Referring expression pointing data:
- Opening Delimiter -

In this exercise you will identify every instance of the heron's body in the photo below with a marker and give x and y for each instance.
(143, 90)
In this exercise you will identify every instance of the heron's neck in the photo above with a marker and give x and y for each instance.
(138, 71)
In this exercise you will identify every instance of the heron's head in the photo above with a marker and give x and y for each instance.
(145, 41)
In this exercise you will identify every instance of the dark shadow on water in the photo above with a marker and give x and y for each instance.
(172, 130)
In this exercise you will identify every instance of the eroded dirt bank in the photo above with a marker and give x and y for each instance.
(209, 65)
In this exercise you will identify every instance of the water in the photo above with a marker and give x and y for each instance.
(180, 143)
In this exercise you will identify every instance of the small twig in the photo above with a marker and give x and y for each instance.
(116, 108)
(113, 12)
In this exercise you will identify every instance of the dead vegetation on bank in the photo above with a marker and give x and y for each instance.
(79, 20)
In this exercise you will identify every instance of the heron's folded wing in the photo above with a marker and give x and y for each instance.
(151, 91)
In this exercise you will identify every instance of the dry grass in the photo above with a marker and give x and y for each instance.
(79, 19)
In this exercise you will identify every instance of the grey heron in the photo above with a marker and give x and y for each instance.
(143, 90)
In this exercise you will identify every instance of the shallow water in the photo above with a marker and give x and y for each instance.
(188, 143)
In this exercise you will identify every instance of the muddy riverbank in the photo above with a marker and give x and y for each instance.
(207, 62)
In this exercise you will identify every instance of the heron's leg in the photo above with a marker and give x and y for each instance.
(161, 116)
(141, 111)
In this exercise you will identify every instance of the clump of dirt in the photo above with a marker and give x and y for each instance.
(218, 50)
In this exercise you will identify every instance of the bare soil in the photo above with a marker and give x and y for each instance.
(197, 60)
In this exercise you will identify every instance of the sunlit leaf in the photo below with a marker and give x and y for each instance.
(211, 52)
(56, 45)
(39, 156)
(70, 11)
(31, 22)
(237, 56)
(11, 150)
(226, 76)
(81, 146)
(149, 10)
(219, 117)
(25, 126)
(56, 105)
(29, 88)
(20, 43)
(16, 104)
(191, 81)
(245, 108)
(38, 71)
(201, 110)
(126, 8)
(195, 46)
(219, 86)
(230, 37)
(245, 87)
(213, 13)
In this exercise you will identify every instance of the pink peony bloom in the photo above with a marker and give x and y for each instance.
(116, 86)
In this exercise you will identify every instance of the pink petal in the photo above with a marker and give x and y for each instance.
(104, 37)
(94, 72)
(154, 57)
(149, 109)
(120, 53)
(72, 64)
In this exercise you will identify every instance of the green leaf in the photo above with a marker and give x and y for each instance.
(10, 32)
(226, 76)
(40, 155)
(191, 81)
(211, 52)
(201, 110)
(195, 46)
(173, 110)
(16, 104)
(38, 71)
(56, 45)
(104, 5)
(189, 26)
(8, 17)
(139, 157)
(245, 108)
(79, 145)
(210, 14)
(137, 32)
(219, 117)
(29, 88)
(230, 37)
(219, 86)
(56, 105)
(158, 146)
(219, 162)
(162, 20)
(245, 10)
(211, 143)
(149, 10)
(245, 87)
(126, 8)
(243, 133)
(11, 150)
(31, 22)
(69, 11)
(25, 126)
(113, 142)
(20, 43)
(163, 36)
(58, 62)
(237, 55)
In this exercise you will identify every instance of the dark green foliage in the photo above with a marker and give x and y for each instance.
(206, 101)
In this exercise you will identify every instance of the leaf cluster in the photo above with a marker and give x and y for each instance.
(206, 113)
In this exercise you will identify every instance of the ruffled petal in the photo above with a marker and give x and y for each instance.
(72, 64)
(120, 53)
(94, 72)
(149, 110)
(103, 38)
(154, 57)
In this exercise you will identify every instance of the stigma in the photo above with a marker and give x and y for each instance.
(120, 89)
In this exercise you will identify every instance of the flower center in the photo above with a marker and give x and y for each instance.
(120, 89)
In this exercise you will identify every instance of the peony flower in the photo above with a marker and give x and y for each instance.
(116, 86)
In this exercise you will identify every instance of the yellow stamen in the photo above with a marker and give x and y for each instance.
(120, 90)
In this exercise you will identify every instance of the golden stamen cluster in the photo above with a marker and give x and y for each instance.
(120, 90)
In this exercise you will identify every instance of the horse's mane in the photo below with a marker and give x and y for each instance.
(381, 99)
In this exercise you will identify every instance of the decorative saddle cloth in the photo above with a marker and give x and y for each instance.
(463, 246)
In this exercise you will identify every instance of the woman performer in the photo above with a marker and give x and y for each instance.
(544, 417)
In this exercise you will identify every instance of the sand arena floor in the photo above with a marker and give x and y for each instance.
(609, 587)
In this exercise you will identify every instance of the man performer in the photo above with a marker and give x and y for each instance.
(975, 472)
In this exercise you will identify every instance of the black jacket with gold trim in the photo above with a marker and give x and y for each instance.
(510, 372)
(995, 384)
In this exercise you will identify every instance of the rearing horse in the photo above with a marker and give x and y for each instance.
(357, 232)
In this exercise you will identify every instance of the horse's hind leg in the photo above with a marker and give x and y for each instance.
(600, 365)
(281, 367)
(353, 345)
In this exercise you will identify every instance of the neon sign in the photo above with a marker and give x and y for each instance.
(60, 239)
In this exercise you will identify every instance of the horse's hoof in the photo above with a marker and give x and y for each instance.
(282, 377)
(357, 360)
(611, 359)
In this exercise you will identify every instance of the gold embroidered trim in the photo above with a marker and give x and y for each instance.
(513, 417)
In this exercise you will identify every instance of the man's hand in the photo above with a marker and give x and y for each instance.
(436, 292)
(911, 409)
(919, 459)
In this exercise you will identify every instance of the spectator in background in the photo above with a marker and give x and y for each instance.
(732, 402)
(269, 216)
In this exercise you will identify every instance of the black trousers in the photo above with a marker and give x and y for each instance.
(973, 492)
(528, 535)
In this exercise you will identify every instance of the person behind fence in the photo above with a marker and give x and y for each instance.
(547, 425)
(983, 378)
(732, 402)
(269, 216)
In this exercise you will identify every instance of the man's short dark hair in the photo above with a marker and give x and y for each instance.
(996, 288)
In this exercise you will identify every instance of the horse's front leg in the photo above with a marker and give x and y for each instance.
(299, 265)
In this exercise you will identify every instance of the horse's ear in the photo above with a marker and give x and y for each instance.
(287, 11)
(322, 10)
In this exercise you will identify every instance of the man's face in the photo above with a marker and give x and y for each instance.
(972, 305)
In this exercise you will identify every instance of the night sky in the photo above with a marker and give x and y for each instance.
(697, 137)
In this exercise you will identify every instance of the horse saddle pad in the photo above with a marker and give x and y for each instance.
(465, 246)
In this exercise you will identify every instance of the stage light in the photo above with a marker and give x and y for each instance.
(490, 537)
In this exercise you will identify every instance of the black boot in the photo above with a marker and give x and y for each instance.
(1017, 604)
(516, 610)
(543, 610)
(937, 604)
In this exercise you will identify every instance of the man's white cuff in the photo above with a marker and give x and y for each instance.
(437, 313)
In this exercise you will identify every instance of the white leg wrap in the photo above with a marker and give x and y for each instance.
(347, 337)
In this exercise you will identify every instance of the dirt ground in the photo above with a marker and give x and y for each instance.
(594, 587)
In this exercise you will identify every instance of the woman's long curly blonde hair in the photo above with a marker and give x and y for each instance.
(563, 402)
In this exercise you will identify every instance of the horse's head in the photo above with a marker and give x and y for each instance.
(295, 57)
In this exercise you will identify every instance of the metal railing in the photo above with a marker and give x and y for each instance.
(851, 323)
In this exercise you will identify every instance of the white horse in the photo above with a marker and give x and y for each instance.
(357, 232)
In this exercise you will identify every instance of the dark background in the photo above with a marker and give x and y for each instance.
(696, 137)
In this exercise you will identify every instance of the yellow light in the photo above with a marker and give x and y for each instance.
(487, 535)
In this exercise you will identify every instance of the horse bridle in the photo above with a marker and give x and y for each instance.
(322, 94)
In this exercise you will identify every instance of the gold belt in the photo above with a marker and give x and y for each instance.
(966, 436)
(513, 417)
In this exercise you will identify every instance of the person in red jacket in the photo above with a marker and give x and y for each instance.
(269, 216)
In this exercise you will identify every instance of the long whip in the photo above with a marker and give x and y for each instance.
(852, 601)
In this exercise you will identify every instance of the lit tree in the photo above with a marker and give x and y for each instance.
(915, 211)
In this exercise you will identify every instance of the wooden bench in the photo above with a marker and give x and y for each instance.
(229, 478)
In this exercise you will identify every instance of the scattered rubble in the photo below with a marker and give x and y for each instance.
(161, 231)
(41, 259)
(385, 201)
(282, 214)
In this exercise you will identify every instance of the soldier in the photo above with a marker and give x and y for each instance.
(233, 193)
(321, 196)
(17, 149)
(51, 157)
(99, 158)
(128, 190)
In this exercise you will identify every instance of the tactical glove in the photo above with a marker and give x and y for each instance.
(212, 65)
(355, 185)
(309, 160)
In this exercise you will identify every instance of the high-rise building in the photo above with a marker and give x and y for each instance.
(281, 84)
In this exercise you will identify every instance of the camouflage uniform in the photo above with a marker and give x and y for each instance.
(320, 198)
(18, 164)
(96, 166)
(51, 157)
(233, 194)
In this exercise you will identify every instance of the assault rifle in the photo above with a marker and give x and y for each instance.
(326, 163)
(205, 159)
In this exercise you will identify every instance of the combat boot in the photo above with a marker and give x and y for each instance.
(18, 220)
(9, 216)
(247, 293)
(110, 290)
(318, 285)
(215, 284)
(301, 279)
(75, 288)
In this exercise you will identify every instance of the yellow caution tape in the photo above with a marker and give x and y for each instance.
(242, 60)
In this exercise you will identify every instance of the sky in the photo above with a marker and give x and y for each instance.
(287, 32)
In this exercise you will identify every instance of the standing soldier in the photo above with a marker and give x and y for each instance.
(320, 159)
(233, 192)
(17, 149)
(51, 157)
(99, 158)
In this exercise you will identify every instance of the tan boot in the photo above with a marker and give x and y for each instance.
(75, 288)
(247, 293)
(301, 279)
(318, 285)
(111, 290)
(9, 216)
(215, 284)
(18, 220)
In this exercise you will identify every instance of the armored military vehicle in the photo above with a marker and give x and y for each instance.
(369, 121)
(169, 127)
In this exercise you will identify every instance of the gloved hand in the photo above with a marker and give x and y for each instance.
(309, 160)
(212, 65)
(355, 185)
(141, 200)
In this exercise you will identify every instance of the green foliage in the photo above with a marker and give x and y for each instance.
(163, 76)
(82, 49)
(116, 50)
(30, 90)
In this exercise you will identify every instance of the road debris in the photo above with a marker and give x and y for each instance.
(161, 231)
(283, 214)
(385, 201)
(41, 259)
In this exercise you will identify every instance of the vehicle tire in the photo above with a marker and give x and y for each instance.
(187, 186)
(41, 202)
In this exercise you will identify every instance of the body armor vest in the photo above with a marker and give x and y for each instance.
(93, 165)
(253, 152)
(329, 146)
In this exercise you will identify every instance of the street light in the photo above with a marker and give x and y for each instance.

- Closing Delimiter -

Every line from the one containing "the green foliage" through the end of the data must be repeated exactly, and no other line.

• **Answer to this exercise**
In this exercise you will identify every instance of the green foliage in the photo above with a marker and give x and y for each instance.
(163, 76)
(82, 49)
(116, 50)
(30, 90)
In this exercise you will identify every instance of the road debris in the photo above with a marker and give x and y for each instance.
(161, 231)
(283, 214)
(385, 201)
(41, 259)
In this exercise you will identify every instance of the vehicle tire in the photo above with a marker and give x and y for each instance.
(187, 186)
(41, 202)
In this exercise you will identify every instance of the body armor vest in the photo above with a marker and give x and y for each instance.
(93, 165)
(253, 152)
(329, 146)
In this exercise you will identify every instance of the street light in the photo above with a marker and give x and y for each instance.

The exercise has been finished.